◆ Görevler:
[A] Oktay Ekinci'yi anan yazıya göre çok sevilen bir dostun ardından bir şeyler yazmak neden zordur? Bir ile üç cümle arasında açıklayın.
[B] Oktay Ekinci'yi anan yazıdan yola çıkarak aşağıdaki soruları yanıtlayın:
(i) Yazının tarihi nedir?
(ii) Anılar kaç yıl öncesine uzanır?
(iii) Oktay Ekinci nerede veda etmiştir?
[C] Oktay Ekinci'yi anan yazıyı son cümlesinden sonra sürdürün.

◆ Kaynak Metin:
Adaşım Oktay

22 Ekim 2013 Salı
Daha dündü. Balkonda oturmuş
konuşuyorduk.
Bugün yok.
O güzel gün geçti gitti.
Oktay Ekinci artık yaşamıyor mu?
Balyoz gibi tepeme indi, adaşımın
sessizce çekip gidişi.
Binlerce anı var, anı bile olmayacak
yaşantılar. Kırk yıl önceden, Oktay’ın ilk
gençlik günlerinden.
Bir gün her şeyin kopacağını
düşünmeden, bilmeden.
Oktay Ekinci hasta yatağında veda
etmiş bizlere. Adaşım, oğlum, dostum.
Zordur çok sevilen bir dostun
arkasından bir şeyler yazmak. Bilerek boş
sözcüklerin bir anlam taşıyamayacağını.
Duygusallıktan öte bir duyarlılıktır.
O aramızdan ayrıldı. Ama içimizde,
yüreğimizde...

◆ Veri Kayıtları:
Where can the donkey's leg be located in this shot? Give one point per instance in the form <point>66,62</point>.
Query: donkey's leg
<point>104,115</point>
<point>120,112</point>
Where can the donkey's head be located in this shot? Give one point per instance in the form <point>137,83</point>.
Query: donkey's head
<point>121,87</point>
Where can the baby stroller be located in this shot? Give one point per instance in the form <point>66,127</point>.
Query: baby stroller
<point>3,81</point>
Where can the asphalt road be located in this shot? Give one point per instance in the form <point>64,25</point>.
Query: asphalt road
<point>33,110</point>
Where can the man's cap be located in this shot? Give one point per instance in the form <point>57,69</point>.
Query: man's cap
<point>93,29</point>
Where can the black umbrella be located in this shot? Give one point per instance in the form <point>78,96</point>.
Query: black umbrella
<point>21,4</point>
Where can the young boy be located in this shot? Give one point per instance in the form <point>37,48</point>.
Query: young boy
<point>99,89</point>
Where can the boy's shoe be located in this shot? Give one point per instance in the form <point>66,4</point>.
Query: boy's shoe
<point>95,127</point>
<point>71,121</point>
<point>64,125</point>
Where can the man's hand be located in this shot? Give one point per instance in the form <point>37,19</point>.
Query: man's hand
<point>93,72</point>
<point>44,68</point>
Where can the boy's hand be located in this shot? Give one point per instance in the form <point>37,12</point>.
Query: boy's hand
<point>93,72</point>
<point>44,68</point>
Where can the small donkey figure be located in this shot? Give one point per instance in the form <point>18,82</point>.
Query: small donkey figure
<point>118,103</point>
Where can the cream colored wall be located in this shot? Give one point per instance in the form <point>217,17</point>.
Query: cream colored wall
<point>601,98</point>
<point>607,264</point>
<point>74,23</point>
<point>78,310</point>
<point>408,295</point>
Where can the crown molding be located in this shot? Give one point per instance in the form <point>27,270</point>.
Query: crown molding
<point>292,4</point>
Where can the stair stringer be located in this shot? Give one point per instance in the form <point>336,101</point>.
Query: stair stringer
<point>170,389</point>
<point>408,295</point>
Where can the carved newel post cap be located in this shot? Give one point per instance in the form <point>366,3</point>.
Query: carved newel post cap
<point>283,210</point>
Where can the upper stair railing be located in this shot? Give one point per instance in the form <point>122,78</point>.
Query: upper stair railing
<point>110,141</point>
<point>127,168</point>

◆ Beklenen Yanıtlar:
[A] Yazıya göre bu zordur, çünkü yazan kişi boş sözcüklerin bir anlam taşıyamayacağını bilerek yazar. Yazı bu durumu duygusallıktan öte bir duyarlılık olarak niteler.

[B]
(i) 22 Ekim 2013 Salı.
(ii) Kırk yıl öncesine, Oktay'ın ilk gençlik günlerine.
(iii) Hasta yatağında.

[C]
Ben bir kez daha yalnız kaldım. Her
dostun ayrılışından sonra yalnızlık
nedir yaşamışımdır. Hepsi yanımda,
elimi uzatsam tutacaktır. Biz burdayız,
yanındayız, seni bırakmadık, der gibi.
Geceyarısı duydum Oktay Ekinci’nin
çekip gittiğini.
İnanmadım, sağı solu telefonla
aradım, bir türlü inanamadım. Bir
bayram gecesinin aydınlığında yitirdik
onu. Nerdeyse çocukluğundan bu yana
tanıdığım, sevdiğim, anlaştığım bir insanı
bir daha görememek, konuşamamak,
bunun acısını kaç kez yaşamışımdır.
Onlar gittiler sen arkalarından baktın.
Teker teker senin belleğinde yaşamlarını
sürdürdüler. Yok olmak için beklemenin
bir yararı yok, bekle bekle, perde ne
zaman inecek, ne zaman sen de daha
öndeki arkadaşlarının yanına gideceksin.
Ne zaman, ne zaman?
Oktay Ekinci’yi tanıtmak gereksiz.
61 yıllık yaşamında o yeterince kendini
sevdirdi, beğendirdi, kendi sanat alanında
en üstün bir çizgiye ulaştı. Niye böyle
erken gitti, niye? Bunun yanıtını kişi
veremez ki?.. Bir başka güç var bizleri
yöneten, dünden bugüne bir yaşantı
veren.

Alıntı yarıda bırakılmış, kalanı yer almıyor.